Un altro esempio lo possiamo trovare nel settore alimentare e, più nello specifico, per il supporto alla spesa. La startup italiana FrescoFrigo ha sviluppato una soluzione con l’obiettivo di supportare i condomini nell’acquisto di generi alimentari senza dover uscire dal proprio complesso residenziale. La società ha installato nel moderno e tecnologico complesso residenziale “Social Village Cascina Merlata”, situato a nord-ovest di Milano, cinque frigoriferi intelligenti per soddisfare le esigenze delle oltre 900 persone residenti nei 397 appartamenti del complesso. In questo modo gli abitanti del condominio possono rispettare le norme dettate dall’emergenza sanitaria ed evitare lunghe code ai supermercati per rifornirsi di generi alimentari di prima necessità. L’assortimento presente all’interno dei frigoriferi è fornito da negozi locali e prevede un mix di cibi sani e freschi. I condomini possono visionare i prodotti dalla grande vetrina frontale, sbloccare e aprire il frigo tramite la mobile App dedicata, scegliere i prodotti e concludere l’acquisto semplicemente chiudendo la porta del frigo. Sarà il sistema a rilevare l’operazione e addebitare al cliente il costo dei prodotti scelti sul sistema di pagamento inserito al momento dell’iscrizione.

Un altro ambito su cui certamente l’emergenza in corso sta accendendo i riflettori è quello della sanità, e in particolare dei servizi di tele-assistenza per la cura delle persone anziane o malate in casa. Le difficoltà vissute in questo periodo stanno facendo emergere chiaramente – qualora ce ne fosse stato ancora bisogno – il potenziale di poter disporre di dispositivi hardware connessi per il monitoraggio di parametri vitali da remoto. In questo modo diventa possibile coniugare servizi volti a migliorare la qualità della cura (come ad esempio l’invio dei farmaci a domicilio o la videochiamata con un medico) con la riduzione del ricorso all’ospedalizzazione.

---

• **CONSEGNA A**
Riassumi l'estratto in due frasi.
• **CONSEGNA B**
Secondo l'estratto, chi fornisce l'assortimento presente all'interno dei frigoriferi?
• **CONSEGNA C**
Copia il passo dell'estratto che inizia con "Un altro ambito" e prosegue fino a "del ricorso all’ospedalizzazione.".

• **Voci di dati salvate**
---

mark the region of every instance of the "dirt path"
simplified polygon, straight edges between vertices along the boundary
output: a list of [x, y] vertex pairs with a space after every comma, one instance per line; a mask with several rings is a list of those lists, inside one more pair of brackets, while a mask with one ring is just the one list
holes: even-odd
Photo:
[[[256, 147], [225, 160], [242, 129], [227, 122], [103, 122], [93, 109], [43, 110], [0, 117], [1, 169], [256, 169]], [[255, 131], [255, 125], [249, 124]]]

---

• **LA TUA RISPOSTA A**
La startup italiana FrescoFrigo ha installato cinque frigoriferi intelligenti nel complesso residenziale "Social Village Cascina Merlata", a nord-ovest di Milano, così che i residenti possano acquistare generi alimentari forniti da negozi locali senza uscire dal complesso, sbloccando il frigo con un'app dedicata. L'emergenza in corso sta inoltre mettendo in luce il potenziale dei dispositivi connessi per monitorare da remoto i parametri vitali nella tele-assistenza di persone anziane o malate in casa.

• **LA TUA RISPOSTA B**
Lo forniscono negozi locali.

• **LA TUA RISPOSTA C**
Un altro ambito su cui certamente l’emergenza in corso sta accendendo i riflettori è quello della sanità, e in particolare dei servizi di tele-assistenza per la cura delle persone anziane o malate in casa. Le difficoltà vissute in questo periodo stanno facendo emergere chiaramente – qualora ce ne fosse stato ancora bisogno – il potenziale di poter disporre di dispositivi hardware connessi per il monitoraggio di parametri vitali da remoto. In questo modo diventa possibile coniugare servizi volti a migliorare la qualità della cura (come ad esempio l’invio dei farmaci a domicilio o la videochiamata con un medico) con la riduzione del ricorso all’ospedalizzazione.